┌──

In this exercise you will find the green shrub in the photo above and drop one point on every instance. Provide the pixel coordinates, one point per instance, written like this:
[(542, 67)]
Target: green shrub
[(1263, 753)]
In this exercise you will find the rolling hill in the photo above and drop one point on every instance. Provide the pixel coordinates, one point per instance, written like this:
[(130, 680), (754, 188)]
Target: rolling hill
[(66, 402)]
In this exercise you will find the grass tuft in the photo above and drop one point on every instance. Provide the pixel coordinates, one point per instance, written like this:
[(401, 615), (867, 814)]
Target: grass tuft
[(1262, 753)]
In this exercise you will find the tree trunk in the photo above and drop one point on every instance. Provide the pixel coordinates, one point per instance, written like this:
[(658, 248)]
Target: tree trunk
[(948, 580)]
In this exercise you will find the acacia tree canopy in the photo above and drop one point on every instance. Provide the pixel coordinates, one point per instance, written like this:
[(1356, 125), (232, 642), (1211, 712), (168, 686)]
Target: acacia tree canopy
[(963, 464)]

└──

● **Task goal**:
From where "Target: tree trunk" appears to the last line of the listing above, please write out every line exactly; leave out the rest.

● **Reply**:
Target: tree trunk
[(948, 580)]
In this exercise you will find the acacia tree canopy in the photo above and drop one point on every instance. Provide the pixel coordinates, one point per instance, written like this:
[(1356, 125), (232, 642), (1211, 712), (168, 686)]
Target: acacia tree canopy
[(963, 464)]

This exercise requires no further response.